### TASK PROMPT
In the rows below, how many lines contain the string "blurred"? Reply with the number alone.
⟨
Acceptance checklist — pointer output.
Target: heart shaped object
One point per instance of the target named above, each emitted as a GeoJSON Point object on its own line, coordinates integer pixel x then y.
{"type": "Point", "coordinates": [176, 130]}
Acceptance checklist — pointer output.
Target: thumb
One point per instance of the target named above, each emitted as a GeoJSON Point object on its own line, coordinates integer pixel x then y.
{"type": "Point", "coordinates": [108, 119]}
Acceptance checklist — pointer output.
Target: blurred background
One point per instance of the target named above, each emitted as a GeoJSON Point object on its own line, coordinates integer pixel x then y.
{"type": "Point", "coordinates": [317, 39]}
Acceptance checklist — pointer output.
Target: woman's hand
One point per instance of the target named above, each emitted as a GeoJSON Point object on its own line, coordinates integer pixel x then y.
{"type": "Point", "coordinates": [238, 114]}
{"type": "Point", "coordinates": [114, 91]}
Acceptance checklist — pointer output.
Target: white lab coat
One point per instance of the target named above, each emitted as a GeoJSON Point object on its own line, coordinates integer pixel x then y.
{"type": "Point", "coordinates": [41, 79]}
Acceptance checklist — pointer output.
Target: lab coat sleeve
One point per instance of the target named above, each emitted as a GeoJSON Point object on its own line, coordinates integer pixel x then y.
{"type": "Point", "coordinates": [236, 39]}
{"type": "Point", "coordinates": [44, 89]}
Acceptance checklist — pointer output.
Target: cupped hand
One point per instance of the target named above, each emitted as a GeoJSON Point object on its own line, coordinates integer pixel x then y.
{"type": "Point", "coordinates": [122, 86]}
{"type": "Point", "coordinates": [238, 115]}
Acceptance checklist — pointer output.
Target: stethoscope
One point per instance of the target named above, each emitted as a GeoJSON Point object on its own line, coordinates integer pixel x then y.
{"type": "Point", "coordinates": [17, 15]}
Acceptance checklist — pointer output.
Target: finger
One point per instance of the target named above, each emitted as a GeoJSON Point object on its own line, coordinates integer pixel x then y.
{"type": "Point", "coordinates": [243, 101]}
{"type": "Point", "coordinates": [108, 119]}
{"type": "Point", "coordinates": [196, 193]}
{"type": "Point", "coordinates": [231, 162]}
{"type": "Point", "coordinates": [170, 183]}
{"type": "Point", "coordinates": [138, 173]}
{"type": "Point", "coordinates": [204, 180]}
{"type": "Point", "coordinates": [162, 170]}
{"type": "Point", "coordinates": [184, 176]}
⟩
⟨
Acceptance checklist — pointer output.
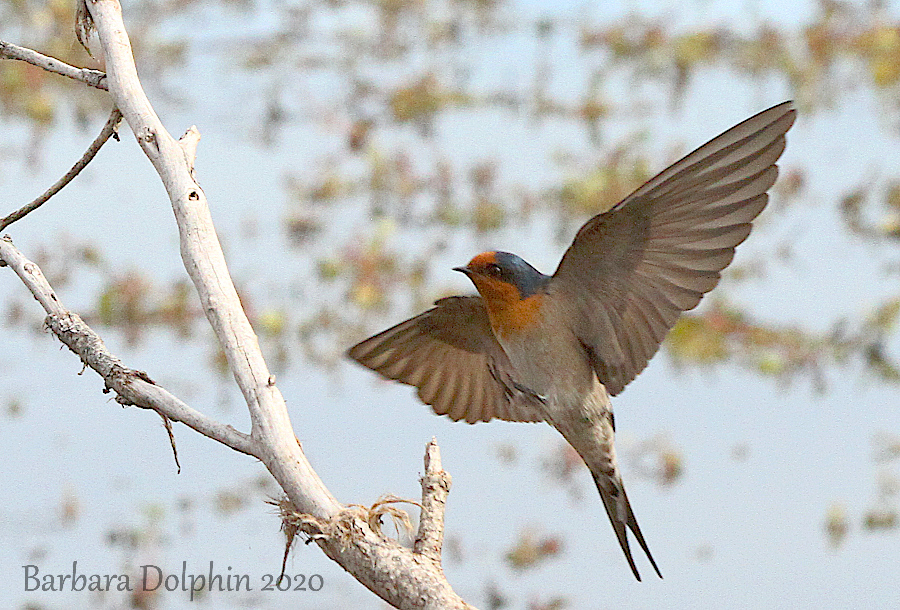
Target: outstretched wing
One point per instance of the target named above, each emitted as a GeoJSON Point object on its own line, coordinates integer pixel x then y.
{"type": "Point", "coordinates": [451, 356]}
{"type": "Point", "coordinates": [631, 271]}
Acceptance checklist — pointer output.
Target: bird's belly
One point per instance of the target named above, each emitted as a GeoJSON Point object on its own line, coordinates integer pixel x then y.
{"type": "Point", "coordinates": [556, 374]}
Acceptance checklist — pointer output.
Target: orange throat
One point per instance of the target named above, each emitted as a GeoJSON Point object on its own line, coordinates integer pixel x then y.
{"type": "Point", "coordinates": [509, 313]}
⟩
⟨
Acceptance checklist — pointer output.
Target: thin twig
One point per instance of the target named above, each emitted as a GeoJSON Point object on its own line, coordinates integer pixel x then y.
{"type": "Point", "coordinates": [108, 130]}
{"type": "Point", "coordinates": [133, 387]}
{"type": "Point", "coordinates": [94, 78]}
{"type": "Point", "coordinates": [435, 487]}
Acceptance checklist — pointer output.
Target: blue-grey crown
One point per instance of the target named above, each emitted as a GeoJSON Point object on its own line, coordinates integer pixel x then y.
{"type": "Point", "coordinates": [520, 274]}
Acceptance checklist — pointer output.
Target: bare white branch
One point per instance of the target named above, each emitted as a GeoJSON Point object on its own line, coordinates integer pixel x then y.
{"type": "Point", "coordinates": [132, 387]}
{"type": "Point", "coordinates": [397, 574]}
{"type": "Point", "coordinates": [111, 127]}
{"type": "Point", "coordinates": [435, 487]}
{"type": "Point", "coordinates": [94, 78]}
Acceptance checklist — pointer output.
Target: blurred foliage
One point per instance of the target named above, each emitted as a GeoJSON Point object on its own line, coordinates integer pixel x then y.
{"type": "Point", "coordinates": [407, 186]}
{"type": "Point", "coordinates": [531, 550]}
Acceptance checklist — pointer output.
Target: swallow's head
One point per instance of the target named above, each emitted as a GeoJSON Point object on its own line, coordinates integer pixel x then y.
⟩
### WRITTEN SOLUTION
2